WHAT THE TASK ASKS:
Convert the material from the line containing "object_class = green floor mat" through the line containing "[803,259,889,437]", both lines included, into a JSON list of strings with one string per line and blank lines omitted.

RECORDS PROVIDED:
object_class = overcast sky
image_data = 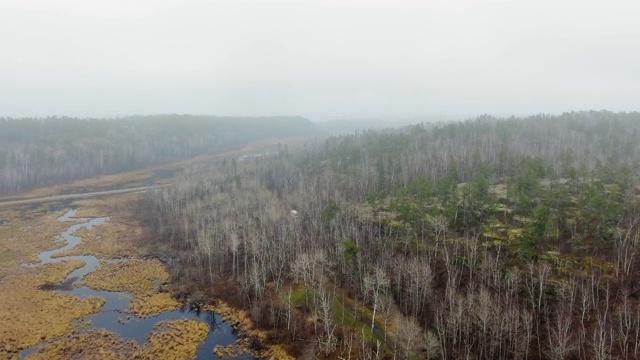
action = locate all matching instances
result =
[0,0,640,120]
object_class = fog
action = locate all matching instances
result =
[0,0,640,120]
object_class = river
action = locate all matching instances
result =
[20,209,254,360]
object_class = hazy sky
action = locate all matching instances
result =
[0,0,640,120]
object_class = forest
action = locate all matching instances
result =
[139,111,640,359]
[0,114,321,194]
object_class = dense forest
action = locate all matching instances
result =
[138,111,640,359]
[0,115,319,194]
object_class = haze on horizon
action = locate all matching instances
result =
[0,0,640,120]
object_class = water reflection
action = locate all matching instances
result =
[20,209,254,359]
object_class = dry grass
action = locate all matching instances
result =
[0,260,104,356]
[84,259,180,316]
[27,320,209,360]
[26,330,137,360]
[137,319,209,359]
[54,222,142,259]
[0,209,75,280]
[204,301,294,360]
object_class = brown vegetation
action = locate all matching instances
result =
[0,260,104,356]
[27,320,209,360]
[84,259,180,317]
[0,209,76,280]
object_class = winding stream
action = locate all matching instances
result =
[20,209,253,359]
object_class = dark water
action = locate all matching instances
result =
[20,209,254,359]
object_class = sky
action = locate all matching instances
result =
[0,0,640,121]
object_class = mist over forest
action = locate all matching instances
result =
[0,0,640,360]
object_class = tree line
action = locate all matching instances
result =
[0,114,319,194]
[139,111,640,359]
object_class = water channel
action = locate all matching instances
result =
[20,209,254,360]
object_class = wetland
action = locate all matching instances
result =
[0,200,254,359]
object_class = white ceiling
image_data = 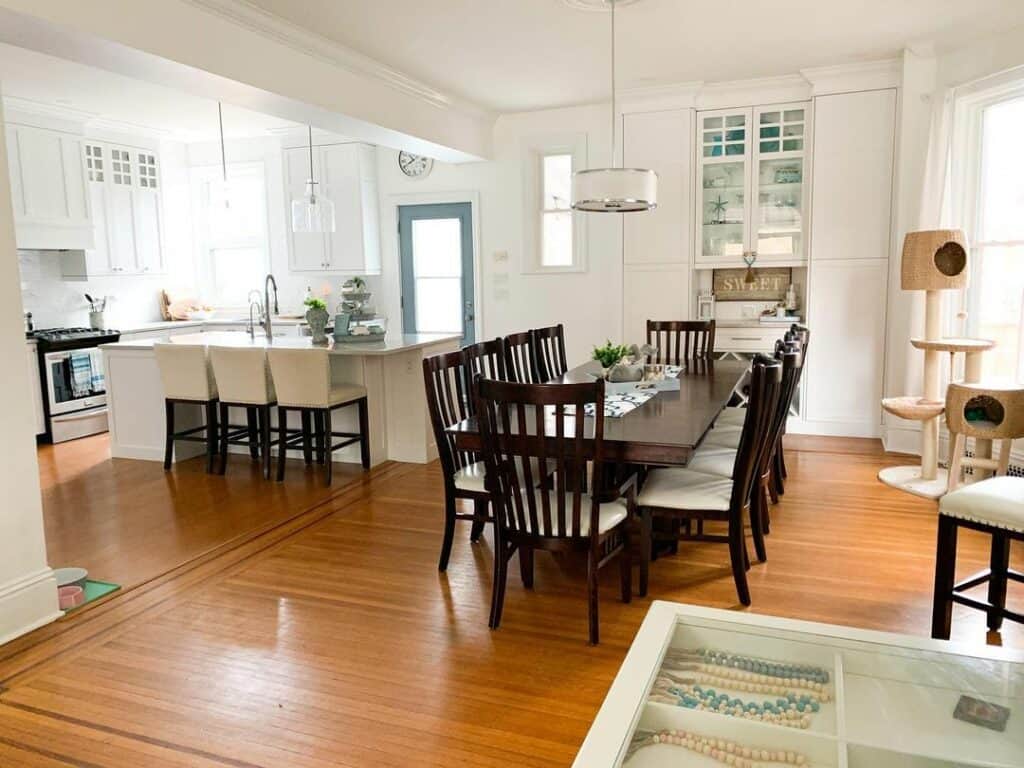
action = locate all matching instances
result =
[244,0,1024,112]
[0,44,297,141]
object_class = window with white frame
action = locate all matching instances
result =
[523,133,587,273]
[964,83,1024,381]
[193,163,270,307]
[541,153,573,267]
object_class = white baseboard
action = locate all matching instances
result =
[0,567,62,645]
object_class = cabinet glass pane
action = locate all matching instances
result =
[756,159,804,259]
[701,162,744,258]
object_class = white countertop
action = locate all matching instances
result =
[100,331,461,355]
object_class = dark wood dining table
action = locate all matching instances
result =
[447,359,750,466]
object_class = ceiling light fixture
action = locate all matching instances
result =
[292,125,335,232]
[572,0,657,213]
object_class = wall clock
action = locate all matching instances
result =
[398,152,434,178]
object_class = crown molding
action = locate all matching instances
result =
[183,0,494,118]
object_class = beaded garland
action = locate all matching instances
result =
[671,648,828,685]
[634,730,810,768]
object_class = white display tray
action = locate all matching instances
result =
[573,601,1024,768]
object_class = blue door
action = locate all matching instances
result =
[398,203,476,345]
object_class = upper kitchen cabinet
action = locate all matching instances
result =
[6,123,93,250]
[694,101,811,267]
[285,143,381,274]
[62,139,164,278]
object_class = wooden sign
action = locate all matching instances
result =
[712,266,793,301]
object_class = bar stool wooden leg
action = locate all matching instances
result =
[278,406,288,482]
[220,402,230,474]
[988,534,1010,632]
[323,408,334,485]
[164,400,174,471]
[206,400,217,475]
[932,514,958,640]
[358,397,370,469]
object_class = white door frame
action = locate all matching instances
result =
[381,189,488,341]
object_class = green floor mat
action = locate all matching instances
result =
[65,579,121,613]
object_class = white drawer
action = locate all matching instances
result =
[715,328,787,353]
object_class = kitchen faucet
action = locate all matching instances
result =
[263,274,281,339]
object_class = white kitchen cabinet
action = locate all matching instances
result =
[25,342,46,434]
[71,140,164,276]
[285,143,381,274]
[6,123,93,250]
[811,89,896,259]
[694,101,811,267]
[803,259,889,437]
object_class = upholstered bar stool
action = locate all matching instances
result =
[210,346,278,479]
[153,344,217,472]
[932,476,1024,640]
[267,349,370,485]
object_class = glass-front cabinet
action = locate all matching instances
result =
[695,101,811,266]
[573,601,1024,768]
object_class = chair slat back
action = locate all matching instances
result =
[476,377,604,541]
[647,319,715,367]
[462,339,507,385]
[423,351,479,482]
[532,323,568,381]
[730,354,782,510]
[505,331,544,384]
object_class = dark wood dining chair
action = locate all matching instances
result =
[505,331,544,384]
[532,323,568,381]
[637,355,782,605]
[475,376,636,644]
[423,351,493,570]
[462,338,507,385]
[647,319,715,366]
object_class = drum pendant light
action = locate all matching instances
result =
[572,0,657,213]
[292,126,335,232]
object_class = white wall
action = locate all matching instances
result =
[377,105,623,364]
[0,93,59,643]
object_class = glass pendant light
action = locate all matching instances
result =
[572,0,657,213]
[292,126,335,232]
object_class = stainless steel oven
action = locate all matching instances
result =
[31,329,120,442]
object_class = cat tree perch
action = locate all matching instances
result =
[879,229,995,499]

RESPONSE FOR THIS EXERCISE:
[
  "object_class = green floor mat",
  "action = locate all matching instances",
  "result =",
  "[65,579,121,613]",
  "object_class = white drawer",
  "action = locate all matching instances",
  "result =",
  "[715,328,787,353]",
  "object_class = kitchen faucet",
  "action = locate all matching instances",
  "result =",
  "[263,274,281,339]",
  "object_class = white kitchen cabinet",
  "action = locate all matching instances",
  "result =",
  "[25,342,46,434]",
  "[71,140,164,276]",
  "[285,143,381,274]",
  "[6,123,93,250]",
  "[811,89,896,259]",
  "[694,101,811,267]",
  "[803,259,889,437]"
]